◆ Instructions to follow
Update the entries below by replacing "even-odd rule" with "nonzero winding rule" wherever it occurs, and keep every other part of the lines unchanged.

Contour labeling entries
****************

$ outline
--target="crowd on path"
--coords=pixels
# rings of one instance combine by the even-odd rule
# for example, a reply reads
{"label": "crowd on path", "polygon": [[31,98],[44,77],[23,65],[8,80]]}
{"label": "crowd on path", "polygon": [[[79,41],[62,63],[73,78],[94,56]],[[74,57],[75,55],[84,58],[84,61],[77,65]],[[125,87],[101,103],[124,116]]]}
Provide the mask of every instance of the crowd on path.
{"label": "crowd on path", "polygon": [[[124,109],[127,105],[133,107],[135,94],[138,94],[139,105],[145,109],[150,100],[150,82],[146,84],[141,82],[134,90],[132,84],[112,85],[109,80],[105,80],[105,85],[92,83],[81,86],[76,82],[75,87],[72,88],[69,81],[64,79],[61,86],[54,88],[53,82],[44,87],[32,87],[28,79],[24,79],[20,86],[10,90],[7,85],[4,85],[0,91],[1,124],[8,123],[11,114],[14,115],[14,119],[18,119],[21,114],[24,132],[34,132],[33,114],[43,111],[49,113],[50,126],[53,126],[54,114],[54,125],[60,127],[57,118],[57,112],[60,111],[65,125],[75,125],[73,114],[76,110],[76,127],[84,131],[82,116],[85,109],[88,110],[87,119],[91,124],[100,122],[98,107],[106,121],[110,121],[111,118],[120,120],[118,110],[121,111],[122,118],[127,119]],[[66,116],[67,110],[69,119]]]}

****************

◆ The answer
$ outline
--target="crowd on path"
--coords=pixels
# rings of one instance combine by the nonzero winding rule
# for example, a reply reads
{"label": "crowd on path", "polygon": [[31,98],[44,77],[23,65],[8,80]]}
{"label": "crowd on path", "polygon": [[[79,41],[62,63],[73,78],[94,56]],[[74,57],[75,55],[84,58],[84,61],[77,65]],[[125,87],[101,103],[124,116]]]}
Provide the mask of every instance of the crowd on path.
{"label": "crowd on path", "polygon": [[[124,109],[127,105],[133,107],[135,94],[138,94],[139,105],[145,109],[150,100],[150,82],[146,84],[141,82],[134,90],[132,84],[112,85],[109,80],[105,80],[105,85],[92,83],[81,86],[76,82],[75,87],[72,88],[69,81],[64,79],[61,86],[54,88],[53,82],[44,87],[32,87],[28,79],[24,79],[20,86],[10,90],[7,85],[4,85],[0,91],[1,124],[8,123],[11,114],[14,115],[14,119],[18,119],[21,114],[24,132],[34,132],[33,114],[43,111],[49,113],[50,126],[53,126],[54,114],[54,125],[60,127],[57,118],[57,112],[60,111],[65,125],[75,125],[73,114],[76,110],[76,127],[84,131],[82,116],[85,109],[88,110],[87,119],[91,124],[100,122],[98,107],[106,121],[110,121],[111,118],[120,120],[118,110],[121,111],[122,118],[127,119]],[[66,116],[67,110],[69,119]]]}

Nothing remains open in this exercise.